Copy out the items below, swapping each "be found" for "be seen" and keeping everything else the same.

################

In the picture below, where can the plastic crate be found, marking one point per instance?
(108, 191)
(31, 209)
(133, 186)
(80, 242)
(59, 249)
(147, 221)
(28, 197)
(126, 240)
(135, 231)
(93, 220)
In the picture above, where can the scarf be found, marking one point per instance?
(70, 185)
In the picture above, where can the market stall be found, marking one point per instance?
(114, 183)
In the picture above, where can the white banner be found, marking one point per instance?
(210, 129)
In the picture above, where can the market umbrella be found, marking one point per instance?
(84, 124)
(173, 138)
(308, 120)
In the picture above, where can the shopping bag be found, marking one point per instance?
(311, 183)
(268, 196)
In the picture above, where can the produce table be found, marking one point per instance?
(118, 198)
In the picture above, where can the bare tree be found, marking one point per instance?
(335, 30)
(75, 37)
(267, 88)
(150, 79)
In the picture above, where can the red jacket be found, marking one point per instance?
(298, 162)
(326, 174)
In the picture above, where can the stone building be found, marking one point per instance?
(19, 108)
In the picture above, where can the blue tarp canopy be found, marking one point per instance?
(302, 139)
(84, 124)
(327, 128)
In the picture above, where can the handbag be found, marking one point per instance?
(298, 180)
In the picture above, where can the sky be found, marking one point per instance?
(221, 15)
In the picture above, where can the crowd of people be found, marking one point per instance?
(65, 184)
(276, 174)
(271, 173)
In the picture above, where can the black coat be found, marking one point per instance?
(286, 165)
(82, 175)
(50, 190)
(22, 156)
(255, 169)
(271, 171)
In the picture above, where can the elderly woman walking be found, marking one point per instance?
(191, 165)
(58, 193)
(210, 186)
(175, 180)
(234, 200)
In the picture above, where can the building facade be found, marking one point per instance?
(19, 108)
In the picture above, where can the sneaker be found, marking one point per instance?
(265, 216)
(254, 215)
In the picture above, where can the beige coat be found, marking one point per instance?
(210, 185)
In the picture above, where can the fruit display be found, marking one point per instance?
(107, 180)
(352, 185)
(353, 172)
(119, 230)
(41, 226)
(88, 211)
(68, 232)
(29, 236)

################

#### ANSWER BELOW
In the picture below, where can the plastic crate be seen, marking one point per instance?
(108, 191)
(31, 209)
(133, 186)
(80, 242)
(59, 249)
(147, 221)
(28, 197)
(126, 240)
(135, 231)
(93, 220)
In the picture above, where can the scarf be seen, marking one point per instance?
(70, 185)
In the picture above, where can the market stall be seen, marking one point per instance?
(114, 183)
In the picture above, where can the white banner be seen, marking one point per instance?
(210, 129)
In the picture above, where can the market umbrella be seen, marking one point per instance?
(84, 124)
(173, 138)
(308, 120)
In the picture above, where can the shopping bag be seen, marking one point per instance?
(311, 183)
(268, 196)
In the picture above, where can the produce table be seen, marking one point per instance?
(118, 198)
In the picture above, where can the bare tree be seen, marking one point per instance?
(335, 30)
(75, 37)
(267, 88)
(150, 79)
In the picture above, where can the red jacket be seen, marking one point per instance?
(298, 162)
(326, 174)
In the picture above, where can the stone building be seen, marking one point per instance?
(19, 108)
In the picture above, where can the blue tarp canopy be seen, marking one point per instance?
(302, 139)
(84, 124)
(327, 128)
In the picture above, where can the handbag be seen, marking one point per instance?
(298, 180)
In the picture above, where can the sky be seen, marking one point per instance?
(221, 15)
In the picture above, where can the crowd of people be seen, marking one point per instance?
(65, 184)
(276, 174)
(271, 173)
In the picture above, where can the black coat be seen, marking one point per instance?
(286, 165)
(82, 175)
(50, 190)
(22, 156)
(255, 169)
(271, 171)
In the picture above, where can the elderly woman walking be seen, marking one point per instance?
(191, 165)
(58, 193)
(210, 186)
(175, 180)
(234, 200)
In the picture above, where can the building facade be seen, marking one point per instance?
(19, 108)
In the picture above, where can the sneaker be seen, marking one point per instance?
(265, 216)
(254, 215)
In the picture above, where can the beige coat be seen, marking one point per instance?
(210, 185)
In the picture above, where can the fruit display be seen, marking one point per instance?
(107, 180)
(352, 185)
(353, 172)
(119, 230)
(41, 226)
(88, 211)
(68, 232)
(29, 236)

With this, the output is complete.